Bagian Dokumen
Jakarta (ANTARA) - Direktur Eksekutif Perkumpulan untuk Pemilu dan Demokrasi (Perludem) Khoirunnisa Nur Agustyati menilai keberadaan ambang batas pencalonan presiden (presidential threshold) tidak sejalan dengan sistem presidensial yang berlaku di Indonesia.

"Kalau menurut kami, adanya ambang batas pencalonan presiden ini hal yang tidak sejalan dengan sistem presidensial yang kita gunakan," kata Khoirunnisa dalam webinar "Gerakan Sosial demi Demokrasi", seperti dipantau dari kanal YouTube AIPI Indonesia di Jakarta, Rabu.

Ninis, sapaan akrab Khoirunnisa, menjelaskan sistem presidensial di Indonesia memiliki DPR dan presiden yang sesungguhnya tidak saling tergantung dalam pencalonannya.

"Berbeda dengan sistem pemilu di parlementer, di mana pemenang pemilu adalah yang membentuk pemerintahan," tambahnya.

Tugas Tertulis
#1 Temukan setiap baris dalam catatan di bawah yang memuat kata "ceiling", lalu salin baris-baris tersebut secara utuh. Huruf besar dan huruf kecil dibedakan.
#2 Lanjutkan teks tentang ambang batas pencalonan presiden di atas, dimulai setelah kalimat terakhirnya.

Bahan Latihan

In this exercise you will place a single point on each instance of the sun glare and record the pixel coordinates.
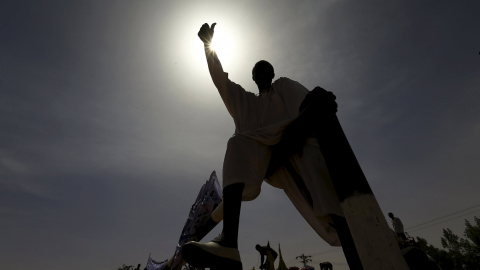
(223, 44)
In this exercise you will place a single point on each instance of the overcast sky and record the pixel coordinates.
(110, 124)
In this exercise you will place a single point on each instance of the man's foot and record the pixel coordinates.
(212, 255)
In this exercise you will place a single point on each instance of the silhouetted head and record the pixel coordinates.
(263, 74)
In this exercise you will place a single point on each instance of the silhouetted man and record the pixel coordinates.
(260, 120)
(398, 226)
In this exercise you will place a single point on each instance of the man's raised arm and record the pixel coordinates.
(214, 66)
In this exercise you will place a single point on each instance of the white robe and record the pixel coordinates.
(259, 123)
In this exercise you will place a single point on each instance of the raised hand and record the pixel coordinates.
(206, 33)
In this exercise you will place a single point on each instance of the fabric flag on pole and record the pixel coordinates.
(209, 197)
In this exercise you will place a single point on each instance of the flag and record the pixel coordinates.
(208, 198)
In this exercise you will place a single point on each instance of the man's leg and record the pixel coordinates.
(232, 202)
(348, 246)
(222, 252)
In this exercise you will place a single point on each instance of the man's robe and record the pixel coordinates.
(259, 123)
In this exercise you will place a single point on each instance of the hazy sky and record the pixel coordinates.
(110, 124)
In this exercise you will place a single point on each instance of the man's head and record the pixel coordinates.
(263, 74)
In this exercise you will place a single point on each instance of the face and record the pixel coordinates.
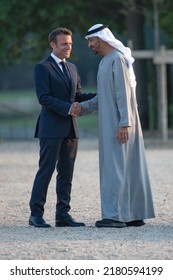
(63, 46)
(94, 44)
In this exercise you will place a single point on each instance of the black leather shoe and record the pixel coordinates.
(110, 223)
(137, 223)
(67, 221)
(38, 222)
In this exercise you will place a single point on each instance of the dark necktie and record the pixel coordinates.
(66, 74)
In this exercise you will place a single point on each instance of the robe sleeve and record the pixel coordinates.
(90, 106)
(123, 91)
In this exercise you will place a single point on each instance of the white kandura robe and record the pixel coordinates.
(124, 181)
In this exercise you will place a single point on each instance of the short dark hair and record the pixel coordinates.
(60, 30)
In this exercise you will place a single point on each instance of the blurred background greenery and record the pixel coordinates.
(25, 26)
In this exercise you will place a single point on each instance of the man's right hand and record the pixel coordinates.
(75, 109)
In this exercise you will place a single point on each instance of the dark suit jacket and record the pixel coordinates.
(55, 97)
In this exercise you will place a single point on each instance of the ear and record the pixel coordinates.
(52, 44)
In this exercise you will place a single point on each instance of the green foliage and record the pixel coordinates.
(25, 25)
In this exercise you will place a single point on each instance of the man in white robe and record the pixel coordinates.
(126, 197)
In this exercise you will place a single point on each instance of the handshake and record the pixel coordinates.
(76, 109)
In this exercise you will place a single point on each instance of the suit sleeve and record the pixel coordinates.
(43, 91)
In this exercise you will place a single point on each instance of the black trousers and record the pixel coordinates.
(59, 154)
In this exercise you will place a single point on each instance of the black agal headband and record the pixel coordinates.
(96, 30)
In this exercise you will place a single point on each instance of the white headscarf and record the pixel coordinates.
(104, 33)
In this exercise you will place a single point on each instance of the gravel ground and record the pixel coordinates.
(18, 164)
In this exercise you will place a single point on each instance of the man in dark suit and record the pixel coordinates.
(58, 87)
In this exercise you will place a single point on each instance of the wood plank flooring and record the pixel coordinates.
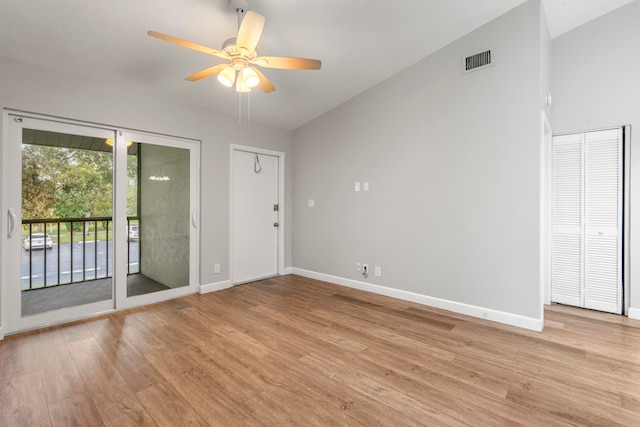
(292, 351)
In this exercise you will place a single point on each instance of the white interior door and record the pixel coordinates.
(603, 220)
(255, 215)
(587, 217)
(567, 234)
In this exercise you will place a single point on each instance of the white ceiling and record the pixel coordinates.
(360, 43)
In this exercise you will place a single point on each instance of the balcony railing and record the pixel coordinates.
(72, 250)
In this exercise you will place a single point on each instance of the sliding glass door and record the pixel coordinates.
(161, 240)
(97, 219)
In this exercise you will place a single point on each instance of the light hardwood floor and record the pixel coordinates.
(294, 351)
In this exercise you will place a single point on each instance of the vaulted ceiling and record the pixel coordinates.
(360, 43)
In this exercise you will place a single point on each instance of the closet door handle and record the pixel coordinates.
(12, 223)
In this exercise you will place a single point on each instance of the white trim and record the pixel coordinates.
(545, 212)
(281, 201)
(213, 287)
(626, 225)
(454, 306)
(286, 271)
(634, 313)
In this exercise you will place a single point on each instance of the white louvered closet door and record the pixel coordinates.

Jawaban Setiap Tugas
#1
In this exercise you will place a single point on each instance of the white ceiling and record the pixel coordinates.
In this exercise you will place a single point on each instance of the vaulted ceiling and record the pixel coordinates.

#2
Baca juga: Peneliti: Parpol bakal pusing dengan ketentuan ambang batas 20 persen

Dengan adanya syarat minimal pencalonan, lanjutnya, maka tidak semua partai politik peserta pemilu dapat mencalonkan presiden. Sehingga, mau tidak mau partai politik peserta pemilu harus membangun sebuah koalisi pencalonan.

"Padahal, kalau kekhawatirannya adalah nanti calonnya akan banyak, kan sebetulnya UUD kita sudah membatasi bahwa yang bisa mencalonkan pasangan calon presiden dan calon wakil presiden adalah partai politik peserta pemilu," katanya.

Selain itu, menurutnya, syarat untuk menjadi partai politik peserta pemilu pun sangat berat dan sangat mahal.

"Apalagi di KPU (Komisi Pemilihan Umum) ada proses verifikasi, baik secara administrasi dan faktual. Itu juga sangat ketat prosesnya," imbuhnya.

Oleh karena itu, dengan adanya syarat pencalonan presiden, dia menilai publik menjadi tidak memiliki pilihan alternatif pasangan capres dan cawapres.

"Syarat pencalonan presiden ini juga yang kemudian menyebabkan calonnya terbatas, kita tidak punya pilihan alternatif pasangan capres dan cawapres," ujar Ninis.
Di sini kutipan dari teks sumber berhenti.